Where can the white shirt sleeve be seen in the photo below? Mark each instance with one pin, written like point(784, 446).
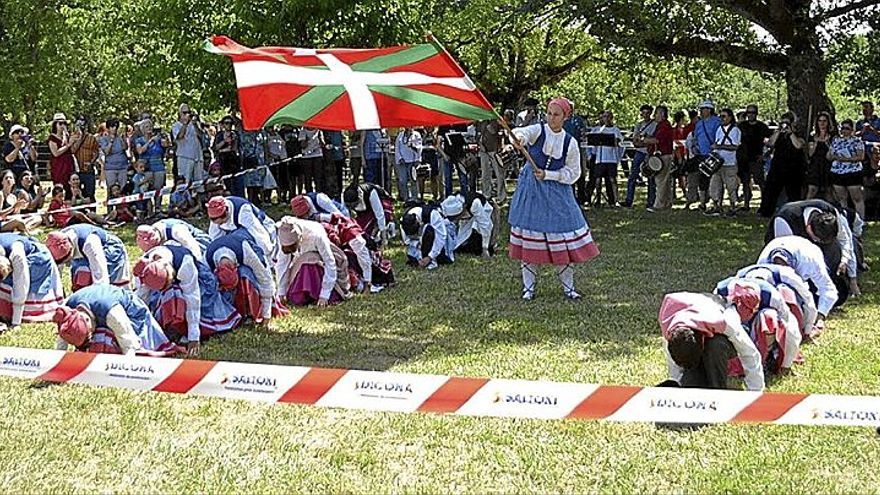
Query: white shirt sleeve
point(365, 261)
point(322, 244)
point(781, 227)
point(188, 276)
point(571, 171)
point(93, 250)
point(21, 281)
point(745, 349)
point(249, 220)
point(439, 225)
point(378, 210)
point(265, 282)
point(182, 235)
point(119, 323)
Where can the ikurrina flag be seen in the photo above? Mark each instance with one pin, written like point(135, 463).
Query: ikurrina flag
point(347, 89)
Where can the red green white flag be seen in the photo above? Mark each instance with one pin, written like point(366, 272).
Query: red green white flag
point(349, 89)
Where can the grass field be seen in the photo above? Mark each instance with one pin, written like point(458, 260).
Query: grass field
point(467, 320)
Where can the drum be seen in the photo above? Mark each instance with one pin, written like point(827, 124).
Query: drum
point(652, 166)
point(711, 164)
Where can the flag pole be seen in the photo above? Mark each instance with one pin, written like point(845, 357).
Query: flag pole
point(513, 139)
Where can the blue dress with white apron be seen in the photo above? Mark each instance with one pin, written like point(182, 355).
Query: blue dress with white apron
point(114, 252)
point(45, 292)
point(167, 227)
point(100, 299)
point(216, 314)
point(545, 206)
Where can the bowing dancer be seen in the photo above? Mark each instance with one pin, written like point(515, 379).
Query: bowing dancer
point(373, 210)
point(310, 268)
point(317, 206)
point(108, 319)
point(95, 255)
point(31, 289)
point(546, 224)
point(793, 290)
point(429, 236)
point(806, 259)
point(231, 213)
point(177, 231)
point(475, 221)
point(244, 275)
point(183, 295)
point(365, 262)
point(771, 325)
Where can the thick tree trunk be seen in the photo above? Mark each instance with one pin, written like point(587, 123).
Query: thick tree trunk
point(805, 79)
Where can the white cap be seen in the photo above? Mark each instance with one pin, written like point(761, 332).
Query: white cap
point(452, 206)
point(16, 128)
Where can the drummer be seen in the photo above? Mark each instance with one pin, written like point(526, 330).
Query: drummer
point(727, 140)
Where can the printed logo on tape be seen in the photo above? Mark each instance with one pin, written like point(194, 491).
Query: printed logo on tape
point(132, 372)
point(27, 363)
point(382, 391)
point(683, 405)
point(525, 399)
point(835, 410)
point(256, 382)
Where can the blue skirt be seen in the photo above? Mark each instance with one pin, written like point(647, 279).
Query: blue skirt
point(544, 206)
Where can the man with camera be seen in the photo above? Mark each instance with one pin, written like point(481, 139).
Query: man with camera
point(787, 168)
point(19, 154)
point(86, 150)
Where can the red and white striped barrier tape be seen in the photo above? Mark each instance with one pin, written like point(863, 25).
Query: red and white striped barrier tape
point(410, 392)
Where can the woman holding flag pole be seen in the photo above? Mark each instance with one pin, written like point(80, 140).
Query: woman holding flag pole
point(546, 224)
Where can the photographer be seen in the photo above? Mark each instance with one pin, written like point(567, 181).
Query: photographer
point(19, 153)
point(787, 168)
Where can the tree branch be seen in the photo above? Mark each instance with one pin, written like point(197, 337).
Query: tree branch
point(740, 56)
point(844, 9)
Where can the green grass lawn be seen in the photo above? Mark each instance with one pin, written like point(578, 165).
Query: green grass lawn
point(467, 320)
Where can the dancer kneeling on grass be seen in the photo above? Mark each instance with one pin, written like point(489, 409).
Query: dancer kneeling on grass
point(231, 213)
point(317, 206)
point(178, 232)
point(244, 276)
point(368, 269)
point(108, 319)
point(703, 333)
point(793, 290)
point(429, 236)
point(807, 260)
point(546, 224)
point(476, 222)
point(310, 268)
point(31, 289)
point(373, 210)
point(95, 255)
point(182, 293)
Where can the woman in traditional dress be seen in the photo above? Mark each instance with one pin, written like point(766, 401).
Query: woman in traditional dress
point(31, 289)
point(546, 224)
point(310, 268)
point(95, 255)
point(108, 319)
* * * * * * * * *
• Request:
Return every line of the entries above without changing anything, and leave the picture out.

• Full output:
Where can the white shirt sleeve be seen in the photo below? Mark each instance with one pin, written like point(784, 446).
Query: white shirt sleeve
point(365, 261)
point(322, 244)
point(781, 227)
point(188, 276)
point(571, 171)
point(93, 250)
point(21, 281)
point(745, 349)
point(249, 220)
point(439, 225)
point(378, 210)
point(265, 282)
point(182, 235)
point(119, 323)
Where can the ikurrina flag be seen in the photo above? Mark each instance with one pin, written like point(135, 463).
Query: ikurrina flag
point(347, 89)
Where can the red green white flag be seen in the photo above? Mark each instance with one pin, written like point(366, 272).
Query: red green white flag
point(349, 89)
Where can the grass field be seen in the photo above? Mark each instance with one pin, written like point(458, 260).
Query: grass field
point(467, 320)
Where can the drum be seen in the photo above? Mark each instance with one pin, written like point(827, 124).
Query: drum
point(652, 166)
point(711, 164)
Where can the flag pole be seen in the photo above? Mark each instance with one pin, written like point(845, 357).
Query: flag pole
point(513, 139)
Where can the blue dress with white apron be seen in the photo above? Mark each instance with one pin, written like point(182, 355).
Query: blue dress with white apron
point(114, 252)
point(45, 292)
point(167, 227)
point(100, 299)
point(216, 314)
point(545, 206)
Where can the bowing dancer be seen in the photo above? Mark each instance with one pin, written like point(515, 379).
Query: bowing dancer
point(373, 210)
point(310, 268)
point(317, 206)
point(108, 319)
point(95, 255)
point(31, 289)
point(546, 224)
point(793, 290)
point(429, 236)
point(806, 259)
point(231, 213)
point(177, 231)
point(475, 221)
point(244, 275)
point(183, 295)
point(365, 262)
point(771, 325)
Where can the thick tree trunk be seen in the photo above? Mark each instance with one pin, written like point(587, 123).
Query: thick tree trunk
point(805, 79)
Where can the white cap be seen in the photo above? Mark each instance with one pin, written like point(761, 332).
Query: white cap
point(452, 206)
point(16, 128)
Where can the drummer be seen in the photo above? Mark each instance with one pin, written like point(526, 330).
Query: drummer
point(727, 140)
Where can the printed logo on tape be seen in the photo above? Mark each instance with one pin, written like point(194, 491).
Query: printed logo on tape
point(132, 372)
point(27, 363)
point(382, 391)
point(683, 405)
point(525, 399)
point(835, 410)
point(256, 382)
Where can the blue skirt be seen in the photo above? Mark each instance with one pin, written like point(647, 279).
Query: blue skirt
point(544, 206)
Where can the man with camera be seen in the photo above? Mark each instance with one pin, written like point(481, 139).
Query: man with camera
point(787, 168)
point(19, 154)
point(86, 150)
Where can the red and white striped barrier tape be seen in the photo above? Mark each instance with one pin, written like point(863, 25).
Query: red and white striped barrier tape
point(410, 392)
Where can the woman holding flag pole be seen in the photo above? Mark each instance with one pin, written like point(80, 140).
Query: woman holding flag pole
point(546, 224)
Where can the photographer be seen in the photo above? Mark each instance with one pin, written like point(567, 181).
Query: photographer
point(19, 153)
point(787, 168)
Where can the tree branch be seen in the photo above? Mark each instance with one pin, written like point(197, 337).
Query: tree branch
point(740, 56)
point(844, 9)
Where can the green grass lawn be seen in the photo above? Mark each instance with one pin, written like point(578, 165).
Query: green grass lawn
point(467, 320)
Where can the dancer kneeling on grass be seen in the photo above? Mark each instance with one pin, written like point(489, 409).
Query: dancer kneeling on grass
point(231, 213)
point(317, 206)
point(178, 232)
point(244, 276)
point(368, 269)
point(108, 319)
point(703, 333)
point(793, 290)
point(429, 236)
point(807, 260)
point(546, 224)
point(476, 222)
point(310, 268)
point(31, 289)
point(373, 210)
point(95, 255)
point(182, 293)
Where can the woman in traditional dress be seen in the photo above? Mark each instance with one pin, written like point(766, 401).
Query: woman in traditional dress
point(31, 289)
point(546, 224)
point(310, 268)
point(95, 255)
point(108, 319)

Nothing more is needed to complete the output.